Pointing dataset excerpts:
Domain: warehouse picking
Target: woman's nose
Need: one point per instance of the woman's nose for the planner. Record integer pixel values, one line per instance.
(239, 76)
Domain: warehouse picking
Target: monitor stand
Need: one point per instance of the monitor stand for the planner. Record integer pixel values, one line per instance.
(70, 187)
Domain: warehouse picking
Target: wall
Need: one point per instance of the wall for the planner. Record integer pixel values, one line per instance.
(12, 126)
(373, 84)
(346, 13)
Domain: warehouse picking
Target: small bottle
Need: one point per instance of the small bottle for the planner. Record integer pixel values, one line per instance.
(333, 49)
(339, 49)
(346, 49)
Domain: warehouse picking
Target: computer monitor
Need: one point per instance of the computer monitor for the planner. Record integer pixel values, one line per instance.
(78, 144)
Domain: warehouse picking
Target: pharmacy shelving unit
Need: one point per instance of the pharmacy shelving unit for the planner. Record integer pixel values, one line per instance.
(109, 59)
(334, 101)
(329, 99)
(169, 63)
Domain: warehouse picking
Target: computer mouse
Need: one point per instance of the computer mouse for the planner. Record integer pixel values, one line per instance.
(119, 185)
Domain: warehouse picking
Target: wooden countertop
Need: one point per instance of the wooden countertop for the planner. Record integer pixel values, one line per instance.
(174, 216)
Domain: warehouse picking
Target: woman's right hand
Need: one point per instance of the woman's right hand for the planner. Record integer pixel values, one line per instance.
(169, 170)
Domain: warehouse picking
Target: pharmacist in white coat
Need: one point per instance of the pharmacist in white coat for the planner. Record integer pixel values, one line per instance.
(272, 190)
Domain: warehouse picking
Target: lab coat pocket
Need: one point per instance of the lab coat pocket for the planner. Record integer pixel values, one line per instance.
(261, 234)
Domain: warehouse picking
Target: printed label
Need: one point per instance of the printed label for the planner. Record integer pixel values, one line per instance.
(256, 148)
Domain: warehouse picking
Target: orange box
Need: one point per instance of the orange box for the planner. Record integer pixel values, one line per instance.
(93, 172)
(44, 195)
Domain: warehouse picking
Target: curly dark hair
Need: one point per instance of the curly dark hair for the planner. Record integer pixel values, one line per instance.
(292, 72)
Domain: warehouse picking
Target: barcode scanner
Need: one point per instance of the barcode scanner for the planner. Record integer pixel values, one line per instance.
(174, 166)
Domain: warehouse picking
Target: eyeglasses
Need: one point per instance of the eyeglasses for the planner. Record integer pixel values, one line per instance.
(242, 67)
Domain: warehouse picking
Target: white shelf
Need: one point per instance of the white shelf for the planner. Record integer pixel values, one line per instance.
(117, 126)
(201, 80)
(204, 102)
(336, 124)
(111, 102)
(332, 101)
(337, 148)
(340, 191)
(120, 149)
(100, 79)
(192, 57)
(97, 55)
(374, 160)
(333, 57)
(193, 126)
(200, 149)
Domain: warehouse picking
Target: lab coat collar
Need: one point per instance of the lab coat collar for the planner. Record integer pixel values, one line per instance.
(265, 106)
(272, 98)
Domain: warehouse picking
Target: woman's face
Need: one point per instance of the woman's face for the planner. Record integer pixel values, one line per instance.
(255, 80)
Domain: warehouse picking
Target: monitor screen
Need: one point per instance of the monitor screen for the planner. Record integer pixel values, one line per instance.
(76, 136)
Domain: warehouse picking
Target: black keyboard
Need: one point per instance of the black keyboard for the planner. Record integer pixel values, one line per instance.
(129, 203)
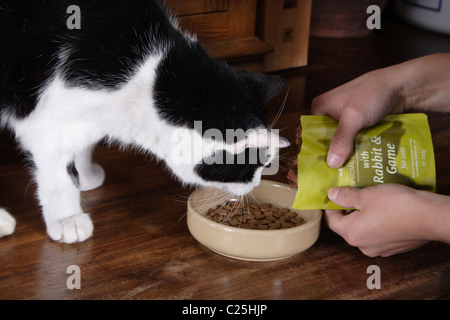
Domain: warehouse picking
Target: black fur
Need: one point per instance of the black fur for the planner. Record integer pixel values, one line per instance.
(115, 37)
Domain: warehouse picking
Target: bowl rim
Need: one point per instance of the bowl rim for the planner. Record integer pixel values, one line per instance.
(316, 217)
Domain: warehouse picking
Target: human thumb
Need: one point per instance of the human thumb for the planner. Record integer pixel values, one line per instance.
(345, 197)
(341, 146)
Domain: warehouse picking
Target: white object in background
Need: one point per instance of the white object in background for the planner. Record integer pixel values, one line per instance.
(433, 15)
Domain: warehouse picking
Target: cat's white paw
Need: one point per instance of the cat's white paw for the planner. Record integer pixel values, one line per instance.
(76, 228)
(7, 223)
(92, 178)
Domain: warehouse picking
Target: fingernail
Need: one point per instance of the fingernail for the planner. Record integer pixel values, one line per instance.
(332, 194)
(334, 161)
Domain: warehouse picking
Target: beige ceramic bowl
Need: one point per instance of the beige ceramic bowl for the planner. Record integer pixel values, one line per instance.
(247, 244)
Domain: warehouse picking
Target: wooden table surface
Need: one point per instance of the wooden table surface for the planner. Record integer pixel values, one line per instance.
(142, 249)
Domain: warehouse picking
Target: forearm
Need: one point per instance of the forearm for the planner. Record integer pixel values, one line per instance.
(436, 216)
(425, 83)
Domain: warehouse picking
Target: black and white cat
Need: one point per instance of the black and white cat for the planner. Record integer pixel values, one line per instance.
(127, 74)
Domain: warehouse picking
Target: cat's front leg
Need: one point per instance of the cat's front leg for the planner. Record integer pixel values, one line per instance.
(90, 175)
(59, 198)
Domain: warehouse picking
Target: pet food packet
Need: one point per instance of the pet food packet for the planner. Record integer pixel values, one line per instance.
(398, 150)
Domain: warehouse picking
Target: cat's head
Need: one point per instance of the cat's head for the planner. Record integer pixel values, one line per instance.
(221, 137)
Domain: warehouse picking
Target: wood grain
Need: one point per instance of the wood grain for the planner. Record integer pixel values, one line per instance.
(142, 249)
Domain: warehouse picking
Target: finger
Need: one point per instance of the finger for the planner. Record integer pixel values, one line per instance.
(345, 196)
(341, 146)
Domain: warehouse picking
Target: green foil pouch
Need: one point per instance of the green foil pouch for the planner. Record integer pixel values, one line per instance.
(398, 150)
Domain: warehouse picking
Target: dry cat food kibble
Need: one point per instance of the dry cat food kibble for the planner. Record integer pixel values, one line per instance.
(253, 216)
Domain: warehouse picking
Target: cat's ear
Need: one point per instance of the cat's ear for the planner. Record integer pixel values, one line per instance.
(266, 86)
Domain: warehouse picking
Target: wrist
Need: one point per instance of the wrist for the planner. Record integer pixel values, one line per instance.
(435, 212)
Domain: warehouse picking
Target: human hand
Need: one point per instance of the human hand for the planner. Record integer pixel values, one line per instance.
(389, 218)
(357, 104)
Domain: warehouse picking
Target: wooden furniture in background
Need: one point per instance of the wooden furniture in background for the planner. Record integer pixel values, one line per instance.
(257, 35)
(226, 28)
(285, 26)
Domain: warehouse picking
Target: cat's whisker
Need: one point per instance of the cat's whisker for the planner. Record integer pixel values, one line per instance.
(280, 110)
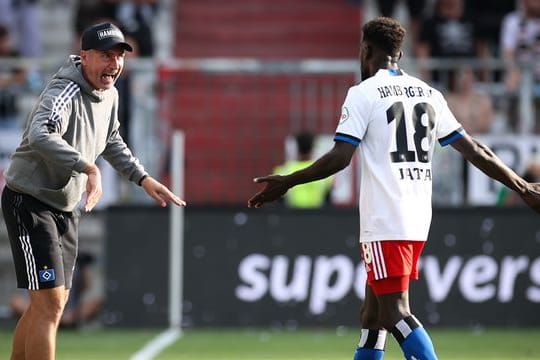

Job - Report every line of the listing above that contains the string "barcode", matching case exactly.

Exercise result -
Target: barcode scanner
Need: one point per instance of the barcode scanner for the planner. Record integer pixel values, one line per instance.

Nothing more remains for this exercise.